# [TASK TO COMPLETE]
From the essay on regret below, quote the passage from "His hospice person, a" up to and including "his work life.".

── PASSAGE SHOWN ──

With Age Comes Regret, But Pebbles Still Create Amazing Ripples

 

 

No Kings march in Waterville, 600-800 participated.


John Clark musing about this month’s dual topic options, Heartbreak or world events. Like Mary Strand so eloquently pointed out, they’re like Siamese twins these days, inextricably entwined. In quiet moments, I tend to look back on my passage through life with ever more insight and clarity. Buried in my mental file of ‘stories I better write soon’, is one about a man dying of cancer who’s under hospice care. His illness ravages him a bit more each day, but refuses to let him go.

His hospice person, a wise non-Caucasian, tells him he has too many unresolved regrets to be set free. When the ailing man asks how he can deal with them, his caretaker offers him an organic psychedelic that allows him to go as far back in the past as he can and rectify as many slights, hurts, and instances of meanness as possible. The man, initially reluctant, agrees, only to find so much in his past that needs fixing, that he must make the journey several times. On one trip, he finds himself in early grammar school where he realizes how many kids he judged because of their looks or family living conditions. As he gradually changes his relationships with them, he feels a tiny lessening in his misery. Another trip forces him to make amends to old girlfriends he treated shabbily, or exploited. Still another has him undo acts of greed, meanness, and dishonesty in his work life.

───
── EXCERPTED RECORDS ──

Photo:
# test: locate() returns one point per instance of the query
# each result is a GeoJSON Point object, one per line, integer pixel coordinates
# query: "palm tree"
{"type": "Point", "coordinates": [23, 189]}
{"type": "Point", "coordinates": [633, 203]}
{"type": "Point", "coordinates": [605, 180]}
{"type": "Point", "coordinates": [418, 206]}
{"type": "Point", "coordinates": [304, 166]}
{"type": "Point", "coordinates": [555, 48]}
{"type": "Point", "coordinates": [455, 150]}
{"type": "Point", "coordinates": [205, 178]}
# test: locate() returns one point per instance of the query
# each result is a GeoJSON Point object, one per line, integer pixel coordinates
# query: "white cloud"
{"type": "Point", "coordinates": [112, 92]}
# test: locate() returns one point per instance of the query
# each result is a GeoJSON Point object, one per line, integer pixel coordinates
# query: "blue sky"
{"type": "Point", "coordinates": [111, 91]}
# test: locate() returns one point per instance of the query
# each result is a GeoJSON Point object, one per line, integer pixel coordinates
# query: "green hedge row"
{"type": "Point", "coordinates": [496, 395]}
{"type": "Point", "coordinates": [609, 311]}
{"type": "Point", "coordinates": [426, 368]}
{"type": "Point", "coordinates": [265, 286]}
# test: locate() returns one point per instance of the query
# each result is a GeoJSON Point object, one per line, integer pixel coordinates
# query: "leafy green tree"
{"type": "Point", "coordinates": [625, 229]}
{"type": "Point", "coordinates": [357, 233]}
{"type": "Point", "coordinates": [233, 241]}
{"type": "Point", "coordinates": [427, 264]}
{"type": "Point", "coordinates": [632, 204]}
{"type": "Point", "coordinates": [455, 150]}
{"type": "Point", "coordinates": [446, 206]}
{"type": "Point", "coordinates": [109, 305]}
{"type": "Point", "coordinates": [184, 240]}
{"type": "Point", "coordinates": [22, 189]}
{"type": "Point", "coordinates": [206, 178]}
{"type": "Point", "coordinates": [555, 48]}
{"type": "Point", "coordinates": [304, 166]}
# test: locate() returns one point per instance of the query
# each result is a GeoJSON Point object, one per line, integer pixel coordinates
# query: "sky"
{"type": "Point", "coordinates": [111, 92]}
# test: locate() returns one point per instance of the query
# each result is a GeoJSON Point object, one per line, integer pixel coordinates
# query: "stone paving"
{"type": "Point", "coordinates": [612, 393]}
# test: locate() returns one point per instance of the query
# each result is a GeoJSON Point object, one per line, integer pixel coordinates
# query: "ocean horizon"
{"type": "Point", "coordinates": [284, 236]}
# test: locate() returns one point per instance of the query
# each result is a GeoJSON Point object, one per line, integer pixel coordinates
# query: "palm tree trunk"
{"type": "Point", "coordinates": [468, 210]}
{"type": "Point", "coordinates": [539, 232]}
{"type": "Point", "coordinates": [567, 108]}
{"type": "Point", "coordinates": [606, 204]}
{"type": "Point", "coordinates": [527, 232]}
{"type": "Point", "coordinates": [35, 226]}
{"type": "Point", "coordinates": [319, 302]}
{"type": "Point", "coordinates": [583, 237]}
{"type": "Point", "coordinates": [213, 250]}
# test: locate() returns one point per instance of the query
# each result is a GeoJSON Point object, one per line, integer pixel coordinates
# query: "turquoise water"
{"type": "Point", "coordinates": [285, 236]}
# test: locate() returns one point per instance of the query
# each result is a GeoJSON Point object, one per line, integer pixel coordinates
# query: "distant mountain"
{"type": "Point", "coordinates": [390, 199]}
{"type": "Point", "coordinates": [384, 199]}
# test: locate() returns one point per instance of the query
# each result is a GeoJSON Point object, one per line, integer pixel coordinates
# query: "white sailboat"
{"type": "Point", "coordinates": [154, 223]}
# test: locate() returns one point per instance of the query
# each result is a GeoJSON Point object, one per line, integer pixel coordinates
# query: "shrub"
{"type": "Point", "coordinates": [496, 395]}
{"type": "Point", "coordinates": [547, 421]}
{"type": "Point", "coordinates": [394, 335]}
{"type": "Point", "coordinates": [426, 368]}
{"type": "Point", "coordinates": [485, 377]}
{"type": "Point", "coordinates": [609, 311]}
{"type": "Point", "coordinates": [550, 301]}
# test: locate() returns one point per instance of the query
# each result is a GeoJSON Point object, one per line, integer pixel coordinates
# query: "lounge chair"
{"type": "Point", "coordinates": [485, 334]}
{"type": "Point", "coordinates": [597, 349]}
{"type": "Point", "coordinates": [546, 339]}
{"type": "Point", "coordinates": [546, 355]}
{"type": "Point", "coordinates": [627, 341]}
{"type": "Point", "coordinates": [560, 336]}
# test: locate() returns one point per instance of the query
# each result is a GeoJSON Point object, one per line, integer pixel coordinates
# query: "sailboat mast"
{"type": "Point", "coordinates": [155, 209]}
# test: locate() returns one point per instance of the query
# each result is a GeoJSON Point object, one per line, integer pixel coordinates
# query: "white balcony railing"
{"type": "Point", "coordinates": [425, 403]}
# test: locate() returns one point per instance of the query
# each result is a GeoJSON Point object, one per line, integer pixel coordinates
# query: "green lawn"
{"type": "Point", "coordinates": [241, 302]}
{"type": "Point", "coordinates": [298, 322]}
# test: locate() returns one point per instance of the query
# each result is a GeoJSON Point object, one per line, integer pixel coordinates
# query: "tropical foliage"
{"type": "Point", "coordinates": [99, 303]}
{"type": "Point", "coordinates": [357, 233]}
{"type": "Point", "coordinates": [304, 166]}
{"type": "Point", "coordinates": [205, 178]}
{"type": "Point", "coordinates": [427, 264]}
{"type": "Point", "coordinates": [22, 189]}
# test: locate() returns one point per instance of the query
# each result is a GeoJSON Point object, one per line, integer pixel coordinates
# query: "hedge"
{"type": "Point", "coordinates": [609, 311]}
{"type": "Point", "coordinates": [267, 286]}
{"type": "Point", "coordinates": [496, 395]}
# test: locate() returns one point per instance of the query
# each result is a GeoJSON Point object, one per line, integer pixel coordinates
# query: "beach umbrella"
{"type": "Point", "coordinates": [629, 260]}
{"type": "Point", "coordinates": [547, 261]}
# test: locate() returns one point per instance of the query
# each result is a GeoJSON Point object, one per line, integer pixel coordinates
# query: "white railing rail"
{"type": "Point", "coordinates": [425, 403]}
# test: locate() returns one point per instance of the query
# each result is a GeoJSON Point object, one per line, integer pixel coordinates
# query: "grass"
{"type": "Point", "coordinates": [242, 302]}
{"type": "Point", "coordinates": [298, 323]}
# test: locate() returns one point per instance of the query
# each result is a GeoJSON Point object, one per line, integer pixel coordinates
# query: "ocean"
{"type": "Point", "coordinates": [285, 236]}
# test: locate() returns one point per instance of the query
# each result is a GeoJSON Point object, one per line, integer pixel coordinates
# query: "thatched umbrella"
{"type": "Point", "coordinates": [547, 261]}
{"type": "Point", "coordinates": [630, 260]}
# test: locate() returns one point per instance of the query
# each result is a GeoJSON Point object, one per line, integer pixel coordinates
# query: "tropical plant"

───

# [TASK OUTPUT]
His hospice person, a wise non-Caucasian, tells him he has too many unresolved regrets to be set free. When the ailing man asks how he can deal with them, his caretaker offers him an organic psychedelic that allows him to go as far back in the past as he can and rectify as many slights, hurts, and instances of meanness as possible. The man, initially reluctant, agrees, only to find so much in his past that needs fixing, that he must make the journey several times. On one trip, he finds himself in early grammar school where he realizes how many kids he judged because of their looks or family living conditions. As he gradually changes his relationships with them, he feels a tiny lessening in his misery. Another trip forces him to make amends to old girlfriends he treated shabbily, or exploited. Still another has him undo acts of greed, meanness, and dishonesty in his work life.